● **DESCRIPTION OF THE TASK**
Copy out each of the rows below word for word, with no changes.

--- START DATA ROWS ---

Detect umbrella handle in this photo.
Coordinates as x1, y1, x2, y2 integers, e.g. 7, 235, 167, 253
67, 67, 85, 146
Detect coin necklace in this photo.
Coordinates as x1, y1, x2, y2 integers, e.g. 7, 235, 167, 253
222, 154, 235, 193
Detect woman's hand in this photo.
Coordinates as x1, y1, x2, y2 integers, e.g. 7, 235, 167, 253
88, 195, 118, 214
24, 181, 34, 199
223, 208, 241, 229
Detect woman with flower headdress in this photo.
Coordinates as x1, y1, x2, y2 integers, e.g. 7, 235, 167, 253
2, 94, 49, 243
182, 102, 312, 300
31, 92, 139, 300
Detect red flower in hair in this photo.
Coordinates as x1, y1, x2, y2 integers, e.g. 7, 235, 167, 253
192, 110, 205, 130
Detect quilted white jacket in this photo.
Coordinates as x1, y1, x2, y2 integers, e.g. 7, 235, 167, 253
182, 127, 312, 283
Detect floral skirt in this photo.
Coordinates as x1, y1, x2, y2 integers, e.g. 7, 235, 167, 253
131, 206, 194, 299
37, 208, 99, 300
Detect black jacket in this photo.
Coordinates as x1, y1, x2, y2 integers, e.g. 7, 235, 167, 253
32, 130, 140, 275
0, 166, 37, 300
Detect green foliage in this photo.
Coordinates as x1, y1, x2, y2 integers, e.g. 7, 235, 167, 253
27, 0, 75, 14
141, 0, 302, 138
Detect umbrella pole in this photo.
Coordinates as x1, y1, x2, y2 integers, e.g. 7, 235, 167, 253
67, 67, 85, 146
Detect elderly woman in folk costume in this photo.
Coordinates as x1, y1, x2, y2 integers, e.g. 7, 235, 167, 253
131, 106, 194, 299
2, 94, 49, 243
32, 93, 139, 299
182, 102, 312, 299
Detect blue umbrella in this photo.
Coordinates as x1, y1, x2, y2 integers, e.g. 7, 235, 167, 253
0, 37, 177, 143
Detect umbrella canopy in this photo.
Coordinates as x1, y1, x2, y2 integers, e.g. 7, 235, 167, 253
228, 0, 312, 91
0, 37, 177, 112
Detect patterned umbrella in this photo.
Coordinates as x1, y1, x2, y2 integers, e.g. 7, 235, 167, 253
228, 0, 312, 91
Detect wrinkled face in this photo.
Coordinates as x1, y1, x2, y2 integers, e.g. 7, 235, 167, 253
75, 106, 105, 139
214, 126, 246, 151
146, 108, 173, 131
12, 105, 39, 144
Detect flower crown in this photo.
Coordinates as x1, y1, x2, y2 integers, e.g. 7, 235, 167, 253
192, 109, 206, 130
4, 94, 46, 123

--- END DATA ROWS ---

● **RESULT OF THE TASK**
Detect umbrella handle in this photo.
Coordinates as x1, y1, x2, y2 integers, e.g. 7, 235, 167, 253
67, 67, 85, 146
Detect coin necklace in this photo.
Coordinates as x1, y1, x2, y2 integers, e.g. 7, 235, 167, 253
222, 154, 235, 193
Detect woman's hand in this photo.
Coordinates as x1, y1, x2, y2 integers, e.g. 7, 235, 167, 253
88, 195, 118, 214
24, 181, 34, 199
223, 208, 241, 229
Detect woman with flower headdress in this photo.
Coordinates as x1, y1, x2, y2 integers, e.g. 7, 235, 167, 253
2, 94, 49, 243
182, 102, 312, 300
31, 92, 139, 300
Detect red flower in hair in this photo.
Coordinates as x1, y1, x2, y2 integers, e.g. 7, 235, 167, 253
192, 110, 205, 130
Detect quilted white jacket in this photo.
Coordinates as x1, y1, x2, y2 integers, e.g. 7, 235, 167, 253
182, 127, 312, 283
Detect floral skirt in this photo.
Coordinates as x1, y1, x2, y2 integers, e.g. 7, 235, 167, 253
131, 206, 194, 299
37, 208, 99, 300
Detect black jacket in this photo.
Coordinates as x1, y1, x2, y2 integers, e.g. 7, 235, 167, 253
32, 130, 140, 275
0, 166, 37, 300
Detect green foliage in this photo.
Coordinates as x1, y1, x2, y2 integers, e.g. 7, 235, 167, 253
27, 0, 75, 14
141, 0, 302, 138
Detect umbrella pole in this photo.
Coordinates as x1, y1, x2, y2 integers, e.g. 7, 235, 167, 253
67, 67, 85, 146
Detect elderly woman in folk costume in this photo.
Coordinates as x1, y1, x2, y2 integers, e.g. 7, 235, 167, 253
131, 106, 194, 299
2, 94, 49, 243
32, 93, 139, 299
182, 102, 312, 299
Detect blue umbrella in this photo.
Coordinates as x1, y1, x2, y2 integers, e.g. 7, 235, 167, 253
0, 37, 177, 143
Detect umbrella canopy in this photo.
Coordinates as x1, y1, x2, y2 integers, e.g. 7, 235, 167, 253
228, 0, 312, 91
0, 37, 177, 112
Detect patterned umbrella in this photo.
Coordinates as x1, y1, x2, y2 integers, e.g. 7, 235, 167, 253
228, 0, 312, 91
Detect wrinkled face in this photo.
Coordinates as x1, y1, x2, y2 integers, e.g. 7, 235, 167, 253
75, 106, 105, 139
214, 126, 246, 151
146, 108, 173, 131
12, 105, 39, 144
Detect flower crown in this photo.
Coordinates as x1, y1, x2, y2 integers, e.g. 7, 235, 167, 253
192, 109, 206, 130
4, 94, 46, 123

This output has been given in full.